Excerpted text
• • • • • • •
This study attempts to explain discounting as a rational phenomenon. Rationality,
according to the rational expectations theory, implies that the relationship between discounting
and actual earnings must be convergent over the long run of time (Muth, 1961). This is because
the use of the rational expectations theory implies that the time series should be integrated over
the long run; and, that the series will remember its past (i.e. hold memory between period
observations) (Hoover, 2003). This is because agents (in this case, hotel managers) are
considered to be rational optimizers who would like their expectations to be unbiased and precise
(Muth, 1961).
In this context, hotel managements’ expectation formation process of room rates would
demonstrate “memory” where the best expectation of today’s room price would be the value of
yesterday’s room rate charged (Jeffrey et al., 2002). However, the time order of stochastic shocks
to the system may induce deviations that display a random structure from the expected
systematic performance of the hotel (i.e. random walks) (Hoover, 2003). The distribution of
these deviations will be near to either -1 or +1 and over time the error correction mechanism will
bring the variables closer to a general equilibrium of 0 (Sandler, 2001, p. 211). The standard
18
empirical measure, therefore, is an examination of the consistency or rationality of market
expectations. This means that variables may drift apart in the short run but cannot diverge over
the long run as the variables should return to unity, or cointegrate to equilibrium under
observation of the rational expectations theory (Hoover, 2003).
The expectation formation process of appropriate room rates that coincide with
anticipated room demand seems to be fundamental to successful hotel management operations
(Pan, 2007). Value of expectation involves how price will affect the firm’s future levels of
occupancy, revenue, and profit. Because the competitive structure of the lodging industry is
mainly induced by the short-term inelasticity of supply, pricing becomes volatile. Consequently,
a hotel needs to form expectations of the prices that it is likely to obtain while focusing on
probable levels of future demand. The incidence of constrained supply compounded with the
perishable nature of the hotel room night product raises the issue of capacity utilization (Finch et
al., 1998; Jeffrey et al., 2002; Schwartz, 1998; Schwartz & Cohen, 2003; van der Rest & Harris,
2008; Wheaton & Rossof, 1998).
This situation provides incentives for hotel managers to reduce current price with the
expectation of higher prices in the future (Choy, 1985; Finch et al., 1998; Hanks et al., 2002;
Schwartz & Cohen, 2004). This managerial activity reduces prices in periods of excess supply
and tends to raise prices in periods of excess demand thereby providing a degree of automatic
price stabilization and market equilibrium (Avinal, 2004).
• • • • • • •
Recorded information
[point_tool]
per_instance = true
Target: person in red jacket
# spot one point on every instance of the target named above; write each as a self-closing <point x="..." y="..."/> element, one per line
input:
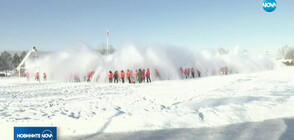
<point x="192" y="73"/>
<point x="148" y="76"/>
<point x="181" y="73"/>
<point x="37" y="77"/>
<point x="45" y="76"/>
<point x="110" y="76"/>
<point x="199" y="73"/>
<point x="129" y="75"/>
<point x="90" y="75"/>
<point x="122" y="76"/>
<point x="186" y="73"/>
<point x="143" y="75"/>
<point x="28" y="76"/>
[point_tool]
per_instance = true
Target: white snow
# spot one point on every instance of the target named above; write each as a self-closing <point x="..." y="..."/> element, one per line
<point x="83" y="109"/>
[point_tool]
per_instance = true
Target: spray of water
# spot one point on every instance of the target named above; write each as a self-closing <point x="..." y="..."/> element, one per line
<point x="82" y="60"/>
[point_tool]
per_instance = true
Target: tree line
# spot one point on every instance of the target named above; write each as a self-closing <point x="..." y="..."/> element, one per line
<point x="9" y="62"/>
<point x="286" y="52"/>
• • • • • • •
Things to do
1. In the excerpt on hotel room-rate discounting, what mainly induces the competitive structure of the lodging industry?
2. The excerpt on hotel room-rate discounting says that constrained supply and "the perishable nature of the hotel room night product" raise "the issue of capacity utilization." List every source cited for that statement.
3. Carry on the excerpt on hotel room-rate discounting from its last sentence, writing in the same style.

The answers
1. The short-term inelasticity of supply.

2. Finch et al., 1998; Jeffrey et al., 2002; Schwartz, 1998; Schwartz & Cohen, 2003; van der Rest & Harris, 2008; Wheaton & Rossof, 1998

3.
For these reasons, current supply and demand of hotel rooms will depend both on
expected prices and on prices previously projected to prevail in the current market period. A
higher expected future price will raise the current price. A higher expectation of pricing today
based on the expectations of the past will raise the room rate and hence depress demand thereby
19
decreasing the current price of a room night (Corgel, 2004; Croes et al., 2010). The application
of the rational expectations theory may capture this expectation formation process of lodging
managers.
Literature reveals little about the use of the rational expectations theory as applied to
discounting room rates in the lodging industry. The theory describes economic situations in
which the outcome of product sales depends partly upon what managers expect to happen (Muth,
1961) in a market. This theory plays a central role in the determination of hotel business cycles
according to future expectations of room demand and price limitations that are appropriate to
match those demands.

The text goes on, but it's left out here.